BEGIN Stored records

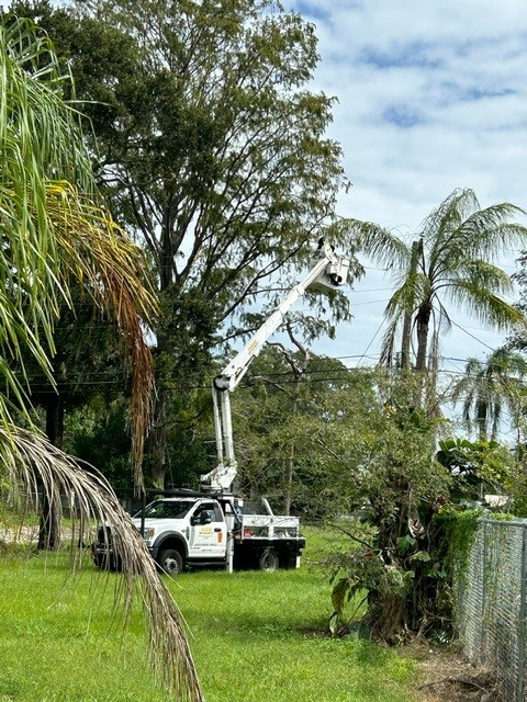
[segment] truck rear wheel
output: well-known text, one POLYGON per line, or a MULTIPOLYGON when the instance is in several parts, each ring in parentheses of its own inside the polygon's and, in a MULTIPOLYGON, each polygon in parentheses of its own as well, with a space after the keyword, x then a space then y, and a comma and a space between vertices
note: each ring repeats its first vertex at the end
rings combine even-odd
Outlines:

END Stored records

Retype each of the items above line for line, word for word, and leave out the pictures.

Solution to the exercise:
[segment] truck rear wheel
output: well-known text, one POLYGON per line, or a MULTIPOLYGON when the instance is in several parts, each ring in parentheses of its own inside the polygon's and, in a MULTIPOLYGON, each polygon in parentheses of its own as well, with a space after the keyword, x then a space then y, and a comma and a space between vertices
note: each ring repeats its first vertex at the end
rings combine even-odd
Outlines:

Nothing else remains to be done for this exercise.